Excerpted passage:

When we first heard about mitigations last year, the Ricochet team mentioned that there were others aside from Damage Shield, and today the developers shared three videos demonstrating Call of Duty cheating mitigations currently in use. Along with Damage Shield, suspected cheaters may be subjected to Disarm, which causes weapons to vanish, and Cloak, which turns enemies invisible.

Disarm, which you can see in the video embedded at the top of this article, is the funniest to me. In the demo, the player tries to switch from a sniper rifle to their sidearm, but instead they just put the rifle away and face their enemy with empty hands. It might look like a bug the first time, but after a few times I imagine it dawns on victims that they've been got.
 
Normally I dont like most of the things that Activision does, but this? Oh yeah, I can get behind this.

[Collected data entries]

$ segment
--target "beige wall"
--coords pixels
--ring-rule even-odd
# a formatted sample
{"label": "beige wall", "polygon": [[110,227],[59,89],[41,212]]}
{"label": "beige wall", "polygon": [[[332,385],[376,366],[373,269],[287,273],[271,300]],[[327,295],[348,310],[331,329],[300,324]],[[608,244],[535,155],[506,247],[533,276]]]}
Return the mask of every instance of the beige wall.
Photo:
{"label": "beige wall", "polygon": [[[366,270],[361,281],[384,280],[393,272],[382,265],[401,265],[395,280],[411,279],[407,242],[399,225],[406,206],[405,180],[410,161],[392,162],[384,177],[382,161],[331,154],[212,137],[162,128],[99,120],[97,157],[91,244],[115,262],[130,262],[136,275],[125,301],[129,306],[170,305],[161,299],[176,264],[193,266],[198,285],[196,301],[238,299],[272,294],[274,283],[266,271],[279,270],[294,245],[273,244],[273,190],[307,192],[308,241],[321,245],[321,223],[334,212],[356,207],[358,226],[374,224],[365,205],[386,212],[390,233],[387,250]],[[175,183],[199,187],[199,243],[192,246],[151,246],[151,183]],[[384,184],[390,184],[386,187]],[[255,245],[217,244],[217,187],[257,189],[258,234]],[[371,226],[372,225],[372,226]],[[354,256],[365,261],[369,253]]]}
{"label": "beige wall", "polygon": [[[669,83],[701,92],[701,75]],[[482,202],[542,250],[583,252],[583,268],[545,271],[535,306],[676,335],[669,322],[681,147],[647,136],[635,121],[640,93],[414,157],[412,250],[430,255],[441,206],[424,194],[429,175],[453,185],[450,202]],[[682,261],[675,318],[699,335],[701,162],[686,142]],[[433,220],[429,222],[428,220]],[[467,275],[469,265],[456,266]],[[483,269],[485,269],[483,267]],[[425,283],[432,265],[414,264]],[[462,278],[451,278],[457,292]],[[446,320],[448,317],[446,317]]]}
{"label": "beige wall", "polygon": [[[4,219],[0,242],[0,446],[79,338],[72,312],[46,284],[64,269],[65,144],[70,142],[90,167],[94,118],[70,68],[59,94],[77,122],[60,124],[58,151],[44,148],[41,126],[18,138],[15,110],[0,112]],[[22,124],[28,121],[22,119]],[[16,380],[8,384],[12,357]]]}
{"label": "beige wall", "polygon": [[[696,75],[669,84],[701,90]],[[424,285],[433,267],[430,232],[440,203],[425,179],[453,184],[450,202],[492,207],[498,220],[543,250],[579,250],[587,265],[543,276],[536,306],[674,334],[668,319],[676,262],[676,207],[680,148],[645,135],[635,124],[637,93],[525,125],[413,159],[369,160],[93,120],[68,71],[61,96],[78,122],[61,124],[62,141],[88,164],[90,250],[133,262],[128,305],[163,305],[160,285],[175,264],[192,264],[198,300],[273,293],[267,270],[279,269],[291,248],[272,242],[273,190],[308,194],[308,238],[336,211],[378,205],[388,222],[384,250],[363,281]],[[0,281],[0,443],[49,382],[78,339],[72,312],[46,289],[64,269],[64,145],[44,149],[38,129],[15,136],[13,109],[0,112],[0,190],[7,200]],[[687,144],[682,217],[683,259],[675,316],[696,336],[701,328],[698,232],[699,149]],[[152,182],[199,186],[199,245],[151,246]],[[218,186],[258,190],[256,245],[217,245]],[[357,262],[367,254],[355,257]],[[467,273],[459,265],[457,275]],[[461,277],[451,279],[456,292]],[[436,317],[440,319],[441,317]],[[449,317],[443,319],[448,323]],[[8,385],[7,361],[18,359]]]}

Brief: Copy out the passage about Call of Duty cheating mitigations word for word, in full.

Solution to this task:
When we first heard about mitigations last year, the Ricochet team mentioned that there were others aside from Damage Shield, and today the developers shared three videos demonstrating Call of Duty cheating mitigations currently in use. Along with Damage Shield, suspected cheaters may be subjected to Disarm, which causes weapons to vanish, and Cloak, which turns enemies invisible.

Disarm, which you can see in the video embedded at the top of this article, is the funniest to me. In the demo, the player tries to switch from a sniper rifle to their sidearm, but instead they just put the rifle away and face their enemy with empty hands. It might look like a bug the first time, but after a few times I imagine it dawns on victims that they've been got.
 
Normally I dont like most of the things that Activision does, but this? Oh yeah, I can get behind this.